#### [Fragmento extraído]
Su producción es una de las más celebradas por los escasos lectores de nuestro tiempo. Directo y certero, su decir, como una bala de plata, perfora la realidad para revelar dimensiones desconocidas del entorno y de nosotros mismos. En ella, la morada interior, la palabra, se abre en abanico y muestra las infinitas tonalidades del ser en el transcurso de su existencia: vida que pugna por expresar aquello que no deja de escaparse y huir del verbo que la encarna. Edad, geografía, destino... conforman la red significante a través de la cual el sujeto habla con la impresión de hollar, por vez primera, un territorio sin límites precisos donde la imaginación, proscrita por la ley, vuelve sobre sus pasos para nombrar el secreto acontecimiento del día que habitamos. No hay más esperanza que la de sabernos vivos y la palabra del poeta es el único (y tal vez último) recurso que nos queda para contrarrestar la humillación, el desencanto, la ignorancia o el olvido.
Memoria y deseo son, en la obra de esta poeta, el haz y el envés de un mismo quehacer en la trama del verso. Discurso que parte del poema, que participa del relato o de la narración viajera, para darnos cumplida noticia del flujo interno de un sujeto que siendo único, es, asimismo, universal, colectivo, en todo aquello que posee de hermético o que queda como resto de algo nunca apuntado o dicho.

#### [Objetivo de la tarea]
Responde estas preguntas sobre el fragmento anterior:
1. ¿Con qué se compara el decir de esta producción?
2. ¿Qué tres términos conforman la red significante por la que habla el sujeto?
3. ¿Qué dos cosas son el haz y el envés de un mismo quehacer en la obra de esta poeta?

#### [Datos proporcionados]

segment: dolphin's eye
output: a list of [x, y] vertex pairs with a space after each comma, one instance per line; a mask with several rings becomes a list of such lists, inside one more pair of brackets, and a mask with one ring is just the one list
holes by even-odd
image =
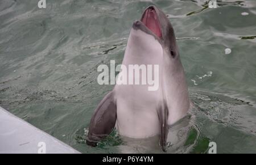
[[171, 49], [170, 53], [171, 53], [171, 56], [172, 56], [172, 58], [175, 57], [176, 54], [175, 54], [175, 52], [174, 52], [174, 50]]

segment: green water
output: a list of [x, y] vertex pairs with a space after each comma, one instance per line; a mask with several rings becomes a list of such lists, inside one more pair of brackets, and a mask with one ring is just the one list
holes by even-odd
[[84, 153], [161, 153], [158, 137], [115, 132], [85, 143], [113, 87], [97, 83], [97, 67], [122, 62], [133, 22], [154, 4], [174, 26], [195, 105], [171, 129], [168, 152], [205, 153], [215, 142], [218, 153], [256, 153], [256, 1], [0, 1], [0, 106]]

* * *

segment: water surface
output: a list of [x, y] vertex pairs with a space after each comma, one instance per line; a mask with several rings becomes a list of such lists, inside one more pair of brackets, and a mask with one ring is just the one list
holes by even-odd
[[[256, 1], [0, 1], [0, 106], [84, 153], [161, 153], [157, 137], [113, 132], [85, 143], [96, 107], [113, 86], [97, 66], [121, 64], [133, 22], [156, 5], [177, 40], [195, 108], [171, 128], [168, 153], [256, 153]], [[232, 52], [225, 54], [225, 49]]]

--

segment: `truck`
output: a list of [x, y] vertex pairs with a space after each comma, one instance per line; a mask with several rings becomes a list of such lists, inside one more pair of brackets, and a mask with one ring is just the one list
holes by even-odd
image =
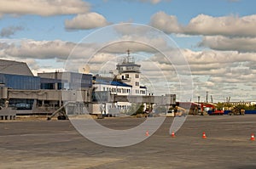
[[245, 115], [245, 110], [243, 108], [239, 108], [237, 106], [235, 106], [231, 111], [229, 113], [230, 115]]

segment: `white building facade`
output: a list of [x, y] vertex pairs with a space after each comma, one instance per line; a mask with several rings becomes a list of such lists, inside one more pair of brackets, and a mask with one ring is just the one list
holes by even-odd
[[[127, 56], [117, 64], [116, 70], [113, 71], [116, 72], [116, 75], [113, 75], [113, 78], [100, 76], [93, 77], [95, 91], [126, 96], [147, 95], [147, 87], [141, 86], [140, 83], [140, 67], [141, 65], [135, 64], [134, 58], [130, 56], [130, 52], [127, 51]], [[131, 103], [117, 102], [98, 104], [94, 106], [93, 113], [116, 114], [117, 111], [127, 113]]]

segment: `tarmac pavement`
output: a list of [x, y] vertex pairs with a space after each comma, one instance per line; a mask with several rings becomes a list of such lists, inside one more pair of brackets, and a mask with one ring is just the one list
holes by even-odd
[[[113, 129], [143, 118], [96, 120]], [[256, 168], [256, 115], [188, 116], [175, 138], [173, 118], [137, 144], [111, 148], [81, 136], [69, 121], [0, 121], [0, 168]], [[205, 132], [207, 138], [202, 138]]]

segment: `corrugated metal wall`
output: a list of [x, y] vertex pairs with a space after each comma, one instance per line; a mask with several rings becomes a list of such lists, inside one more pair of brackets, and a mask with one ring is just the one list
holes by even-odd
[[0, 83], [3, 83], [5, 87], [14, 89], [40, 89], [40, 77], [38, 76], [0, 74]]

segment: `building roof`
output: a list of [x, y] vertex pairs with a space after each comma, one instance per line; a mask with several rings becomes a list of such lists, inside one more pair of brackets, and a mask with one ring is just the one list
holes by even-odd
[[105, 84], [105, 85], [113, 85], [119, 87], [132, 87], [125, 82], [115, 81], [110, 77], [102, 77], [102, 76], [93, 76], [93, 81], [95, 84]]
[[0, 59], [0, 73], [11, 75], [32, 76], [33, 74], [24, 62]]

#### [Solución del problema]
1. Con una bala de plata.
2. Edad, geografía y destino.
3. La memoria y el deseo.